**GIVEN REQUEST**
Could you gather every line in the records below that contains the word "green" and copy each one out?

--- EXCERPTED RECORDS ---

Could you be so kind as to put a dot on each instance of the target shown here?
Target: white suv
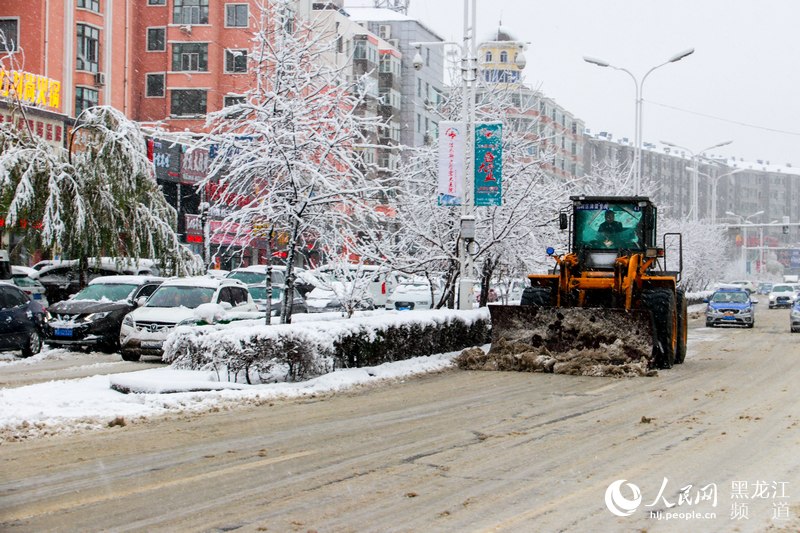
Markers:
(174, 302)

---
--- EXCERPTED RECORDS ---

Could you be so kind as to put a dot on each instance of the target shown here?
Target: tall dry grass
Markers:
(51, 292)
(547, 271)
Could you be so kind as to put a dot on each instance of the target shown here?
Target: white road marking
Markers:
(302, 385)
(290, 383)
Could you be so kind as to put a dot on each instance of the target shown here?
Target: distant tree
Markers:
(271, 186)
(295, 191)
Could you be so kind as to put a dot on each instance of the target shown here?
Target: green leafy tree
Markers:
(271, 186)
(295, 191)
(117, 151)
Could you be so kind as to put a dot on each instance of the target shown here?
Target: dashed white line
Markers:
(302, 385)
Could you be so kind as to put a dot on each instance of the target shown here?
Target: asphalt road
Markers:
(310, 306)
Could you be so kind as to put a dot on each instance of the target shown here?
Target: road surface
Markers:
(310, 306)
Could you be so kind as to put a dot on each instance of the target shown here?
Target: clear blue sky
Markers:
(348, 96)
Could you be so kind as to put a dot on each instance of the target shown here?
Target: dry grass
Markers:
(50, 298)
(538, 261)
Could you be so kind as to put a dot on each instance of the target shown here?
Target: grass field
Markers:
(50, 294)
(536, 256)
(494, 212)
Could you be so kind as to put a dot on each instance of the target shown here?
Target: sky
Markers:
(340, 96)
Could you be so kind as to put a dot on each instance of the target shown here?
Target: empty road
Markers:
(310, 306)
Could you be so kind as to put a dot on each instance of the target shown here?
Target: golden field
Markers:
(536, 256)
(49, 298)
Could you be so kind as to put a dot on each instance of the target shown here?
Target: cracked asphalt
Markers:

---
--- EXCERPTED RECORDS ---

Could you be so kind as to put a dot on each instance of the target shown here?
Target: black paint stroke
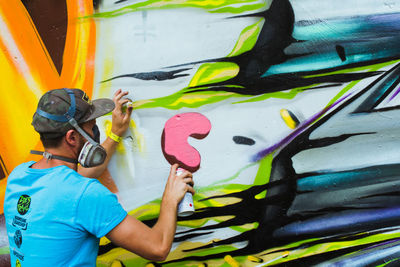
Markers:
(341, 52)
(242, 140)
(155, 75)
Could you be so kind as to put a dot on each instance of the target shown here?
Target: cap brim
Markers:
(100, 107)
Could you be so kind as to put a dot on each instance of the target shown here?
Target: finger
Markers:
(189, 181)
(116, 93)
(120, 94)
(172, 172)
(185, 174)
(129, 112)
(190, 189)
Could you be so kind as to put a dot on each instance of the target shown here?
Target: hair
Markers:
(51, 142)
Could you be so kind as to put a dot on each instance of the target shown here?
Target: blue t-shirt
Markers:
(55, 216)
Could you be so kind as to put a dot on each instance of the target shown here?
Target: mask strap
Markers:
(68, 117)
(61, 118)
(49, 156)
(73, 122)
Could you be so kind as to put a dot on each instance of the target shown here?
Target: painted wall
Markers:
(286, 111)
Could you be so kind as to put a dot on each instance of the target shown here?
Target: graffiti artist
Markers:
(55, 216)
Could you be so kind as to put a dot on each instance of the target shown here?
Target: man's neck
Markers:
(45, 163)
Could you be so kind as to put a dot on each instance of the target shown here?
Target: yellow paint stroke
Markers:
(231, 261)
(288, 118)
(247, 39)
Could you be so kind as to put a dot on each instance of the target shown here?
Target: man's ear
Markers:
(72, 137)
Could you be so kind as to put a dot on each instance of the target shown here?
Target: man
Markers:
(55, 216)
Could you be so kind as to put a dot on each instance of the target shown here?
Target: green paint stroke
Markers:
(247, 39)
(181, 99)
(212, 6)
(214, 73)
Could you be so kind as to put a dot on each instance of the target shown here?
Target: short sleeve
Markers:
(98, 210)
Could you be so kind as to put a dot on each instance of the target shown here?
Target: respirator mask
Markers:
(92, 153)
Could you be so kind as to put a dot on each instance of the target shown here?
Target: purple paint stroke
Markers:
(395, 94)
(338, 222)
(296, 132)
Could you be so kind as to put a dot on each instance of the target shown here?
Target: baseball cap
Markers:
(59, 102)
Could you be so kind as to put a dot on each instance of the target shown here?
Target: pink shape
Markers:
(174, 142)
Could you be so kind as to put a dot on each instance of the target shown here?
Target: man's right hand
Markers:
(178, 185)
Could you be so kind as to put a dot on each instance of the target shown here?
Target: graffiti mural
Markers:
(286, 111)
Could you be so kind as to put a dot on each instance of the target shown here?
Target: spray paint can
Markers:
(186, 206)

---

**RESPONSE FOR THIS EXERCISE**
Target: green leafy tree
Target: green paint stroke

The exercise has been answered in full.